Aim: Update the data below so that every occurrence of "routine" reads "procedure", and reproduce all other text without alteration.

Provided data:
++++

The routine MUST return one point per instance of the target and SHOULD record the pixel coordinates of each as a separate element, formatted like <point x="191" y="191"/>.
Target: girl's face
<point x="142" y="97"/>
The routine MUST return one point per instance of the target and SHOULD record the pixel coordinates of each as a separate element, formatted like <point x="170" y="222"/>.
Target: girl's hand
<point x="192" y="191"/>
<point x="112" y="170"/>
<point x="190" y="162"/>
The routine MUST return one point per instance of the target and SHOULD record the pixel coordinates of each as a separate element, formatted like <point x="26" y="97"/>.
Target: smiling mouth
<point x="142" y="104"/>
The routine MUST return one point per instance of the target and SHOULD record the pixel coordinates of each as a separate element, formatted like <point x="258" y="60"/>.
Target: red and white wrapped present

++++

Task response:
The procedure MUST return one point per instance of the target and SHOULD record the pixel coordinates of each as a separate element, formatted like <point x="191" y="191"/>.
Target: girl's face
<point x="142" y="97"/>
The procedure MUST return one point per instance of the target and SHOULD record the pixel coordinates of each as a separate element, formatted like <point x="170" y="222"/>.
Target: girl's hand
<point x="192" y="191"/>
<point x="112" y="170"/>
<point x="190" y="162"/>
The procedure MUST return one point per instance of the target and SHOULD record the pixel coordinates of each as a separate element, formatted like <point x="26" y="97"/>.
Target: smiling mouth
<point x="142" y="104"/>
The procedure MUST return one point per instance of the target and SHOULD record the pixel coordinates of each as a separate element, formatted like <point x="258" y="60"/>.
Target: red and white wrapped present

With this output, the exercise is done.